- WORK TO BE COMPLETED:
Scale the items, starting at the line that contains "[segment] rusty chain link" and stopping after the line that contains "POLYGON ((0 22, 23". Rewrite every one of those lines: multiply each coordinate in the answer outlines by 2.3 and round to a whole number with halves rounded up, leaving the requests and sample outlines unchanged.

- INPUT:
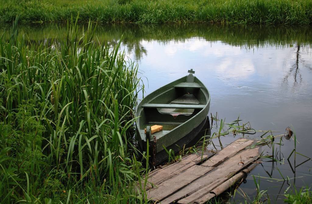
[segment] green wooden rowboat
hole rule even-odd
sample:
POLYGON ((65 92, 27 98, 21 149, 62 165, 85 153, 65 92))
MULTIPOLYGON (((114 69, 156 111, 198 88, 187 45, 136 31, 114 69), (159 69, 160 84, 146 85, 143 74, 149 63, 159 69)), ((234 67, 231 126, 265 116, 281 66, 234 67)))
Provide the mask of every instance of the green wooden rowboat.
POLYGON ((141 150, 149 147, 154 166, 168 155, 164 149, 175 152, 198 134, 209 111, 210 95, 205 85, 189 74, 161 87, 144 98, 138 106, 136 139, 141 150), (151 135, 151 126, 163 126, 163 130, 151 135), (146 133, 144 129, 146 128, 146 133))

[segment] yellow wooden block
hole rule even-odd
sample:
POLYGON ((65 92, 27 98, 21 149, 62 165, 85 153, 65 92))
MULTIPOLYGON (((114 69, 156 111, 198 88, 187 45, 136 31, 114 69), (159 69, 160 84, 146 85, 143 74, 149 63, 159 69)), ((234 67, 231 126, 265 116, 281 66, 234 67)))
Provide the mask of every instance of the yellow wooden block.
MULTIPOLYGON (((159 132, 163 130, 163 126, 161 125, 155 125, 152 126, 151 126, 151 129, 152 130, 152 134, 153 134, 155 132, 159 132)), ((144 129, 144 132, 145 134, 146 134, 146 128, 144 129)))

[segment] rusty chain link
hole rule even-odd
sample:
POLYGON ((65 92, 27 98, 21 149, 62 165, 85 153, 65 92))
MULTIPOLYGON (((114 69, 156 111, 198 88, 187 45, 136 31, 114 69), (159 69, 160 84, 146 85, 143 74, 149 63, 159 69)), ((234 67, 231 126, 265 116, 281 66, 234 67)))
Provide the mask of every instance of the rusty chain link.
POLYGON ((152 165, 155 169, 155 165, 156 164, 156 137, 154 136, 153 137, 153 161, 152 165))

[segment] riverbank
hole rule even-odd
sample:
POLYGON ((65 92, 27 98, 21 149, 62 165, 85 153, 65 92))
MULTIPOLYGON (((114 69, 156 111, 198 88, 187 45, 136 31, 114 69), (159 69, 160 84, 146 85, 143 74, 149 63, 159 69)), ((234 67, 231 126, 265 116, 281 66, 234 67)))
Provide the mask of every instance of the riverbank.
POLYGON ((0 22, 23 23, 79 21, 102 23, 209 22, 312 23, 312 2, 308 0, 187 1, 159 0, 1 0, 0 22))

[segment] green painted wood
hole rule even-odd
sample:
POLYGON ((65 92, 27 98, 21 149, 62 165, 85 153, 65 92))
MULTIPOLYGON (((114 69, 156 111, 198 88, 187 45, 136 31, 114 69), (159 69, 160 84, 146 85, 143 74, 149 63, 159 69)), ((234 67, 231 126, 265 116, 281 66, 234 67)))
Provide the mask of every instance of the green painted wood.
MULTIPOLYGON (((193 82, 186 82, 187 78, 187 76, 185 76, 160 87, 146 96, 139 103, 136 114, 137 119, 135 137, 141 150, 146 150, 146 135, 144 129, 147 126, 153 124, 151 122, 159 122, 156 124, 163 124, 165 128, 164 130, 168 131, 163 131, 162 133, 157 133, 156 153, 163 150, 164 147, 174 145, 187 135, 188 138, 192 138, 189 134, 195 136, 198 133, 196 128, 206 120, 209 111, 210 96, 207 88, 196 77, 194 77, 193 82), (182 100, 180 100, 182 102, 179 103, 178 99, 183 98, 186 94, 193 96, 200 105, 183 104, 182 100), (173 102, 177 102, 177 104, 173 104, 173 102), (174 114, 171 112, 161 112, 160 110, 166 108, 175 109, 177 111, 174 114), (194 110, 188 112, 187 114, 181 114, 183 110, 194 110), (172 122, 181 124, 169 125, 172 122)), ((186 141, 185 143, 188 142, 186 141)))
POLYGON ((142 105, 144 108, 190 108, 202 109, 206 105, 193 105, 190 104, 160 104, 159 103, 145 103, 142 105))
POLYGON ((193 94, 186 94, 173 101, 171 103, 177 104, 198 105, 199 104, 199 102, 193 94))
POLYGON ((197 83, 193 82, 190 83, 188 82, 182 82, 176 85, 175 85, 174 87, 176 88, 201 88, 202 87, 197 83))

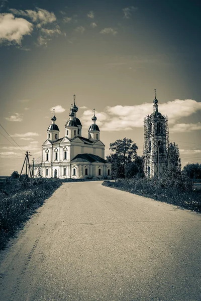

- EXPECTED OUTPUT:
[segment] rusty chain link
hole rule even-odd
sample:
POLYGON ((65 92, 27 98, 21 149, 62 165, 85 153, 65 92))
MULTIPOLYGON (((114 69, 156 111, 198 88, 187 45, 136 31, 114 69), (159 69, 160 84, 146 85, 143 74, 149 63, 159 69)), ((234 67, 231 126, 265 116, 281 66, 234 67)))
Provide the mask of every instance of the rusty chain link.
POLYGON ((350 380, 357 389, 357 380, 359 377, 359 315, 354 313, 352 315, 352 370, 350 380))

[segment] riverbank
hole rule even-odd
sample:
POLYGON ((65 92, 27 98, 21 149, 62 165, 85 153, 65 92))
MULTIPOLYGON (((114 69, 156 111, 198 88, 187 45, 136 31, 114 69), (159 69, 160 84, 146 85, 143 74, 149 63, 159 69)), ((234 67, 231 126, 265 116, 281 66, 234 67)))
Provide the mask of every instance of the riverbank.
POLYGON ((0 51, 53 53, 182 48, 235 53, 481 51, 718 53, 718 5, 708 0, 430 2, 366 0, 2 0, 0 51))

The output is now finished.